*** Provided passage ***

Controversial Opinions on Fashion

On the other hand, I don’t think the rant that sank his career was THAT awful? (see, Salvatore, this is where you don’t want to hear my hot takes and feel more like ‘why don’t you just.. keep it to yourself, honey?’ :lol:). The man was drunk, most addicts behave in disgusting ways, and he was clearly trying to piss the s*it out of that person.. most people are like that because their ‘sensitivity’ and ‘acceptance’ is performative, especially nowadays, they tolerate and try to keep up with buzz words but sooner or later, they break character…

Hahah, I actually agree with you on this. I really hated his Dior output during the time leading up to that moment and his subsequent firing so I was not super upset when he was let go. In that same breath, I didn’t find it to be something so bad considering he was drunk and belligerent and that he really just needed some major help. He’s not a racist, just drunk, dramatic, and stupid at that time.
 
^^ I know you said 'most' and that you added a disclaimer that it comes from your bitterness based on personal experiences, but I think there's something problematic in thinking that anyone in academia/research with a focus on fashion is only doing that because they are mediocre, failed to make it in fashion, sought validation by pursuing further education and because the fashion industry was too exclusive to let them in. Someone like Pierre Bourdieu, who taught in schools and clearly never made a single career move that suggested he wanted to be a fashion designer of all things (lol), has contributed way more to understanding key concepts fashion's survival depends on than the technical and social impact most (if not all) living designers will ever have.

Not long ago (about a week or so?) I read someone in the Designers area saying something about how a dress code had nothing to do with misogyny, 'it was just fashionable'. Personally, in my short stint in fashion school (which had little to do with fashion design and I quickly learned was a gigantic mistake and exited TFO), that was the default cognitive process of my peers, fashion just happens, way more spontaneous than a natural disaster, it's like fashion just.. blooms and floats above political events, development stages, a socioeconomic context, zero relation with each society or traditions or remotely affected by class or the roles we assign with different level of force to different groups of people. Some things are either fashionable or they're not, desirable or luxurious, the 'moment', iconic, hot.

*** Extracted records ***

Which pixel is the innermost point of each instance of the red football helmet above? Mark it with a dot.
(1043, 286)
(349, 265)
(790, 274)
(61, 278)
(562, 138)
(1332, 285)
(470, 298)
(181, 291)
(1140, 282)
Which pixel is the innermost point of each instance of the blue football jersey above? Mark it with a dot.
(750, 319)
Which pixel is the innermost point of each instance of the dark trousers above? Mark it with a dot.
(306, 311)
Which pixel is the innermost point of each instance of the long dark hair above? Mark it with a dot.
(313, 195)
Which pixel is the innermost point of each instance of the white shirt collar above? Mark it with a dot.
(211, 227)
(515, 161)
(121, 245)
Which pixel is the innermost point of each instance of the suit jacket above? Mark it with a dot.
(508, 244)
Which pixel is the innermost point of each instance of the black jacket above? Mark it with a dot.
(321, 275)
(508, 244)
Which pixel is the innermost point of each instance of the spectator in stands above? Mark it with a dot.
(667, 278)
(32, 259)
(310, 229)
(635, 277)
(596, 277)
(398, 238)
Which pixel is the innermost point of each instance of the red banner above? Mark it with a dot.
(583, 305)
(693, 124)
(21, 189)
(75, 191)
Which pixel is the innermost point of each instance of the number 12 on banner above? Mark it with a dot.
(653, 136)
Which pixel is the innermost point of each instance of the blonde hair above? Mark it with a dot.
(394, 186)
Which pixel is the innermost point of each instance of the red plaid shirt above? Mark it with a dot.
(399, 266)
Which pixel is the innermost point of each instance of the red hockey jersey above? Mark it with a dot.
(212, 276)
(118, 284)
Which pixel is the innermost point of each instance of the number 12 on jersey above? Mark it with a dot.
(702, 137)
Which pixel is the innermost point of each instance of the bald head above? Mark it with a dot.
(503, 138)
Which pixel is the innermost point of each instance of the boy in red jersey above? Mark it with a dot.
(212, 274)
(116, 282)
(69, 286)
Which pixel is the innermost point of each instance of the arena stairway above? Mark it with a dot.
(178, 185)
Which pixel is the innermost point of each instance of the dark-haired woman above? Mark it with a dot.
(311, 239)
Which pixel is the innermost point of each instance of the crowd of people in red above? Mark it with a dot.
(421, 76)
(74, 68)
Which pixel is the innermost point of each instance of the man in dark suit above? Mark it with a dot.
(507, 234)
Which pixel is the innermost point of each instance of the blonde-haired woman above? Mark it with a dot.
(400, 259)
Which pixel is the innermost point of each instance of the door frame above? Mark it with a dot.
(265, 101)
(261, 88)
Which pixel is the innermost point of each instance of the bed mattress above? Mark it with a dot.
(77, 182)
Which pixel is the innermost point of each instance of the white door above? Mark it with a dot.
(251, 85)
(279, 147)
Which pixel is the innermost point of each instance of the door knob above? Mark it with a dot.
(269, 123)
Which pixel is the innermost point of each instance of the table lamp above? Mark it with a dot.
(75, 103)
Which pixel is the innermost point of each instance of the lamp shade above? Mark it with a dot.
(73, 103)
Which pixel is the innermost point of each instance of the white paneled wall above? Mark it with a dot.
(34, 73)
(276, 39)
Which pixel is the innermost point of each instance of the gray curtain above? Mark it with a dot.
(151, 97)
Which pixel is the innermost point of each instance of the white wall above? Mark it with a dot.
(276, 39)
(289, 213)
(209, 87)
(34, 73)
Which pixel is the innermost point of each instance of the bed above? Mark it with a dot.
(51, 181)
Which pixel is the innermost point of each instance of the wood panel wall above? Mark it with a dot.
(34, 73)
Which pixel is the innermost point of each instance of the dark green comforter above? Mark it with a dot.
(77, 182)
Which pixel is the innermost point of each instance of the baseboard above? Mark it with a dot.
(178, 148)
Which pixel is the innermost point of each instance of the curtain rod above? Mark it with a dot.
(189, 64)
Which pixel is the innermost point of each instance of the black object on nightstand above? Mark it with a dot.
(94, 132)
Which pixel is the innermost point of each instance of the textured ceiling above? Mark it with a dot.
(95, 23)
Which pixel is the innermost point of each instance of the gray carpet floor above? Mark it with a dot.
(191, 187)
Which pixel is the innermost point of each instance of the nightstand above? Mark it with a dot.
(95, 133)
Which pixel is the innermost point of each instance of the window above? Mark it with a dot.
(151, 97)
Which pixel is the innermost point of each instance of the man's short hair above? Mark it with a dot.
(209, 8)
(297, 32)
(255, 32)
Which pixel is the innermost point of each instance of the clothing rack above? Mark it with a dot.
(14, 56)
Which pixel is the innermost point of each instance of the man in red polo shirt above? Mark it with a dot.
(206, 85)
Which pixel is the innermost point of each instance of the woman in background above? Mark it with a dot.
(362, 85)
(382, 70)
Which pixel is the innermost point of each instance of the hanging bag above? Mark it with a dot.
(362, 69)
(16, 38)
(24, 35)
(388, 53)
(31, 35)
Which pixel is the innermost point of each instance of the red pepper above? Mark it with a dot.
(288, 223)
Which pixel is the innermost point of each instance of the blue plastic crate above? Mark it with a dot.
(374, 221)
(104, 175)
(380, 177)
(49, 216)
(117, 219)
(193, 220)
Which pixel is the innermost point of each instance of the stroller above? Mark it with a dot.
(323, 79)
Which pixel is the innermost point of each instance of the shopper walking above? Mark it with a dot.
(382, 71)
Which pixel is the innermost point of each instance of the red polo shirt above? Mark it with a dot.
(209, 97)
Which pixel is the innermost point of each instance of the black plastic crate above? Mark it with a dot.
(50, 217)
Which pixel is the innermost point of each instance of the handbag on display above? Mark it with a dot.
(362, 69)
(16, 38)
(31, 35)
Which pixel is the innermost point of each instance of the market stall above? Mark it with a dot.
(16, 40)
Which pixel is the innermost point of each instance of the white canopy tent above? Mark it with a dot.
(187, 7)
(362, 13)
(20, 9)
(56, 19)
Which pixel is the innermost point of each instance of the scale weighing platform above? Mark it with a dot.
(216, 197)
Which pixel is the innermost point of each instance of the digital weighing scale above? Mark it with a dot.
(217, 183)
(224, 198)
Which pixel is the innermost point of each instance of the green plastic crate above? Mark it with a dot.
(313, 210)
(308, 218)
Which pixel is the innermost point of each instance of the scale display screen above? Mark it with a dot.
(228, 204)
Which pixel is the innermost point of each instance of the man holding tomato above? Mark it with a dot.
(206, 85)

***

> **Goal 1**: In the fashion opinions passage, who is named as having taught in schools and contributed to understanding concepts that fashion's survival depends on?
> **Goal 2**: Carry on the fashion opinions passage from its final sentence.
These rows were drawn from a separate source.

> **Answer 1**: Pierre Bourdieu

> **Answer 2**:
That disdain towards education and critical thinking (which is what theory stimulates) brings us to where we are now, 'design' that could hardly compete with other creative fields in terms of output, innovation and substance. People don't know how to question, critically think, nurture their curiosity through rigorous research and study, even fashion history seems so dull when all you want is to make a hot dress that maybe Natasha Poly can open the show of your dreams in. That is the pathetic level of true, unadulterated mediocrity predominating in fashion these days. Fashion designers with nothing to say, who next to musicians, architects, painters and industrial designers, are always the last to find out about a movement and by far the least capable of capturing it without making it so cringe they practically kill it just by laying their eyes on it.

Even the idea of fashion designers being socially 'comprehensive' to mingle with everything from outcasts, the politically subversive, critics, experimental musicians, painters, philosophers to the socialites and celebrities is unheard of anymore, they're down with the illiterate influencers, the instagram stars, party promoters, the celebrities, pop singers and reality show stars. That's what they can handle, they're unable to.. expand, let alone be curious enough to dive with their creativity into the unknown and see what comes out of it. They just dream of one day heading fashion's McDonalds (aka. Givenchy, Chanel, Dior) and hanging out with Kourtney Kardashian.

There should be a balance with technical knowledge and theory. You don't want someone who can't sew to save his/her life but you're also not just educating a seamstress or the fashion equivalent of a construction worker, and certainly not 'exclusively' educating fashion designers the way studying architecture doesn't necessarily mean you will work as an architect.. plenty of architects working in industrial design, fashion, art, so fashion design should be strong enough as an academic foundation to prepare students to do more than just fashion, informed by a fashion background, should they decide to pursue opportunities elsewhere.
 
in my experience-
most people who work in the fashion industry aren't very bright, aren't very stylish and aren't very original...
most are very insecure and, subsequently, not very friendly or nice...
the flip side of that is many of these people with little brains and little to no talent, have enormous egos which makes them absolutely intolerable...

don't know if that's controversial, but it is what i have observed and experienced first hand...

it's a lot of very unpleasant humans who care very little about anyone/anything but themselves...
it's not cute...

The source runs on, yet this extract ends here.